Lay out the listing below as a Markdown table with an Index column for the row number and an Entry column for each line, dropping blank lines and leaving out the pictures.
++++ SUPPLIED INFORMATION
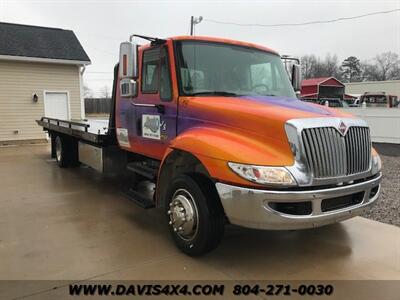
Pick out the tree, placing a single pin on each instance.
(313, 67)
(388, 66)
(330, 66)
(351, 69)
(105, 92)
(308, 65)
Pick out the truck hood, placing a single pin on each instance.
(256, 115)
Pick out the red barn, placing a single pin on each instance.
(317, 89)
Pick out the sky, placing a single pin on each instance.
(103, 24)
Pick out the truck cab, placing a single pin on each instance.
(216, 126)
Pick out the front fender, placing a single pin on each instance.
(214, 147)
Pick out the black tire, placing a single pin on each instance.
(66, 151)
(210, 216)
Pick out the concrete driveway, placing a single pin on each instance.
(72, 224)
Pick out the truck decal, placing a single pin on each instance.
(151, 126)
(122, 136)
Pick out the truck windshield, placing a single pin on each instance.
(207, 68)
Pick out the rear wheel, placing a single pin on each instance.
(66, 151)
(195, 215)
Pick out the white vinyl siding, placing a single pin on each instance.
(19, 81)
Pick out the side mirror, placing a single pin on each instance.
(128, 69)
(296, 77)
(128, 87)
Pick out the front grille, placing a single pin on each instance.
(329, 154)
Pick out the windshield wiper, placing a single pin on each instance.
(216, 93)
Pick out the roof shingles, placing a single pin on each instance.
(40, 42)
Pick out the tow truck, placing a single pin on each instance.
(214, 126)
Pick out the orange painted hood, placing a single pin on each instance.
(259, 115)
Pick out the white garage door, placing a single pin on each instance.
(56, 105)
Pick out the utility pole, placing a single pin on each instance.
(193, 22)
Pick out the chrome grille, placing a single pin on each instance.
(329, 154)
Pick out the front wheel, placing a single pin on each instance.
(195, 215)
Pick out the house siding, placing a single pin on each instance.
(19, 81)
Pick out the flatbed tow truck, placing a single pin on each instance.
(214, 126)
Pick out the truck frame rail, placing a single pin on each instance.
(80, 130)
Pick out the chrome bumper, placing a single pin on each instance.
(250, 207)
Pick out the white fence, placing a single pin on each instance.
(384, 122)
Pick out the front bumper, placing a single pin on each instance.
(253, 208)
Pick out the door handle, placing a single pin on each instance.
(160, 107)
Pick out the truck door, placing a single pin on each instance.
(155, 108)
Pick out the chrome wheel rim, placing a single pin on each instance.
(58, 149)
(183, 215)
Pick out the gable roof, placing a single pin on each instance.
(38, 43)
(321, 80)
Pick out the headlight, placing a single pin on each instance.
(263, 175)
(376, 163)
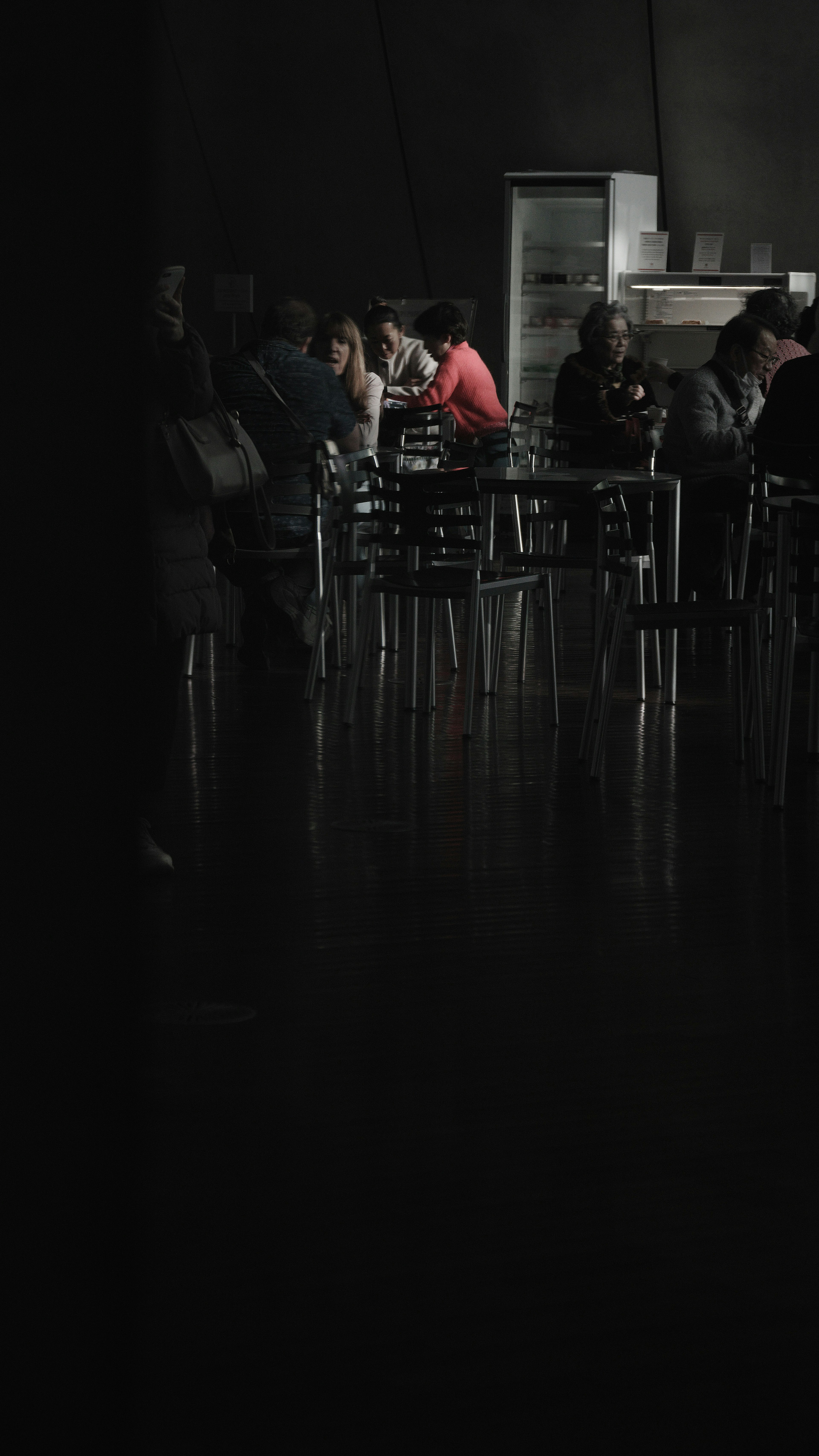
++++++++
[EXERCISE RESULT]
| Index | Entry |
|---|---|
| 1 | Pick out the tree, placing a single pin on each instance. |
| 2 | (313, 67) |
| 3 | (388, 66) |
| 4 | (330, 66) |
| 5 | (351, 69) |
| 6 | (105, 92) |
| 7 | (308, 65) |
| 8 | Pick out the truck hood, placing a single pin on each instance. |
| 9 | (256, 115) |
| 10 | Pick out the red barn, placing a single pin on each instance. |
| 11 | (317, 89) |
| 12 | Pick out the sky, placing a single pin on each instance. |
| 13 | (103, 24) |
| 14 | Pick out the truck cab, placing a single pin on each instance. |
| 15 | (216, 126) |
| 16 | Pick out the front fender, placing a single pin on each instance. |
| 17 | (214, 147) |
| 18 | Pick out the black tire, placing a single pin on each instance. |
| 19 | (66, 151) |
| 20 | (210, 216) |
| 21 | Pick out the concrete driveway, placing a single pin on each instance. |
| 22 | (72, 224) |
| 23 | Pick out the truck decal, placing a single pin on each instance. |
| 24 | (151, 126) |
| 25 | (122, 136) |
| 26 | Pick out the truck windshield, placing a single pin on each instance. |
| 27 | (207, 68) |
| 28 | Pick out the rear wheel, placing a single pin on each instance. |
| 29 | (66, 151) |
| 30 | (195, 215) |
| 31 | Pick out the white vinyl siding, placing a single pin on each instance. |
| 32 | (19, 81) |
| 33 | Pick out the side mirror, placing a single pin on each instance. |
| 34 | (128, 69) |
| 35 | (296, 77) |
| 36 | (128, 87) |
| 37 | Pick out the front grille, placing a single pin on each instance. |
| 38 | (329, 154) |
| 39 | Pick out the windshield wiper, placing a single pin on each instance. |
| 40 | (216, 93) |
| 41 | Pick out the roof shingles, placing a single pin on each instance. |
| 42 | (40, 42) |
| 43 | Pick out the tow truck, placing a single pin on each instance. |
| 44 | (214, 126) |
| 45 | Pick out the orange painted hood, placing a single pin on each instance. |
| 46 | (259, 115) |
| 47 | Pick out the white garage door, placing a single pin on each instance. |
| 48 | (56, 105) |
| 49 | Pick out the utility pole, placing a single pin on each instance. |
| 50 | (193, 22) |
| 51 | Pick out the chrome grille, placing a single pin on each instance. |
| 52 | (329, 154) |
| 53 | Pick out the front wheel, placing a single pin on each instance. |
| 54 | (195, 215) |
| 55 | Pick out the house siding, placing a single pin on each instance. |
| 56 | (19, 81) |
| 57 | Pick out the flatbed tow truck, placing a single pin on each instance. |
| 58 | (214, 126) |
| 59 | Pick out the truck frame rail, placing a single pin on each instance. |
| 60 | (80, 130) |
| 61 | Pick out the chrome bumper, placing a single pin on each instance. |
| 62 | (250, 207) |
| 63 | Pick out the white fence, placing a single pin on each instance. |
| 64 | (384, 122) |
| 65 | Pick out the front bumper, placing a single pin on each instance. |
| 66 | (253, 208) |
| 67 | Pick out the door handle, placing a single pin on each instance. |
| 68 | (160, 107) |
| 69 | Pick out the truck door, placing a single pin on each instance. |
| 70 | (155, 108) |
| 71 | Pick out the chrome wheel rim, placing a single pin on each instance. |
| 72 | (58, 149) |
| 73 | (183, 215) |
| 74 | Pick out the gable roof, placing a single pin on each instance. |
| 75 | (38, 43) |
| 76 | (321, 80) |
| 77 | Pick out the headlight, placing a single pin on each instance. |
| 78 | (263, 175) |
| 79 | (376, 163) |